[Segmentation data]
********
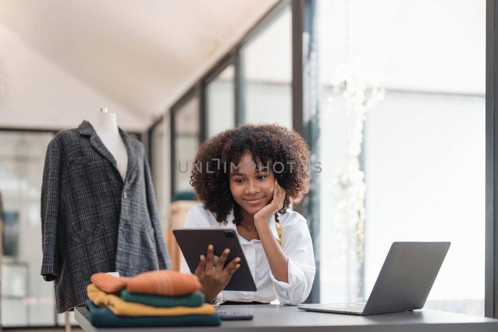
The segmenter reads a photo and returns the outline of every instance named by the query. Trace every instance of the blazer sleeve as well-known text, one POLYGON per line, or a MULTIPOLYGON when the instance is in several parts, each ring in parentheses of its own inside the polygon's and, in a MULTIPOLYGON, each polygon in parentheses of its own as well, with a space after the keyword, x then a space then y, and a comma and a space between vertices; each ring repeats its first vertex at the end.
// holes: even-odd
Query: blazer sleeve
POLYGON ((43 258, 40 274, 43 276, 43 278, 47 281, 56 279, 60 272, 56 237, 59 216, 61 149, 60 144, 56 139, 53 139, 49 143, 45 157, 43 178, 41 185, 43 258))
POLYGON ((152 176, 150 174, 150 167, 149 166, 149 162, 147 161, 147 158, 144 155, 143 160, 143 171, 145 173, 145 190, 147 195, 147 208, 149 211, 152 227, 154 228, 157 259, 159 260, 159 268, 161 270, 165 270, 171 268, 171 261, 169 259, 169 255, 166 249, 166 243, 162 236, 162 228, 161 227, 161 222, 159 220, 159 215, 157 213, 155 195, 154 194, 154 187, 152 185, 152 176))

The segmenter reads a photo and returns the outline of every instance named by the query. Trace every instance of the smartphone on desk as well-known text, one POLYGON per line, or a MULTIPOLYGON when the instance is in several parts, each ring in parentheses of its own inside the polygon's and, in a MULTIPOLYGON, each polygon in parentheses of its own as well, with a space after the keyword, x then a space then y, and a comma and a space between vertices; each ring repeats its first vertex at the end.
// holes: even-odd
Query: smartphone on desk
POLYGON ((235 311, 217 311, 222 321, 250 321, 253 316, 249 314, 243 314, 235 311))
********
• **Set problem**: Reproduce every line of the records above verbatim, leaving out the pictures.

• **Task result**:
The segmenter reads a photo and returns the outline of every instance named by the query. Trace every instance of the blazer sleeve as well-known text, one POLYGON per line, or a MULTIPOLYGON when the instance is in several parts, each ring in parentheses of its own inside the polygon's and, in a MULTIPOLYGON, each polygon in parentheses of its own as well, with a space after the keyword, x then a space then y, and a comma and a space between vertices; each ring repeats its first vertex at the end.
// holes: even-odd
Query: blazer sleeve
POLYGON ((43 258, 40 274, 43 276, 43 278, 47 281, 56 279, 60 272, 56 237, 59 216, 61 149, 60 144, 56 139, 53 139, 49 143, 45 157, 43 178, 41 185, 43 258))
POLYGON ((152 176, 150 174, 150 167, 149 166, 149 162, 147 161, 147 158, 144 155, 143 160, 143 171, 145 173, 145 190, 147 195, 147 208, 149 211, 152 227, 154 228, 157 259, 159 260, 159 268, 161 270, 165 270, 171 268, 171 261, 169 259, 169 255, 166 249, 166 243, 162 236, 162 228, 161 227, 161 222, 159 220, 159 215, 157 213, 155 195, 154 194, 154 187, 152 185, 152 176))

The segmenter reads a photo and returns the outline of every instance named by the query. Trace every instance of the smartphone on desk as well-known text, one POLYGON per line, or a MULTIPOLYGON when the instance is in several parts, each ring in parentheses of its own inside the polygon's and, in a MULTIPOLYGON, each polygon in parentheses of its own as well, with a space after the keyword, x then a space then y, and a comma and a space between vertices; each ring repeats its first vertex at the end.
// holes: even-odd
Query: smartphone on desk
POLYGON ((235 311, 217 311, 222 321, 250 321, 253 316, 249 314, 243 314, 235 311))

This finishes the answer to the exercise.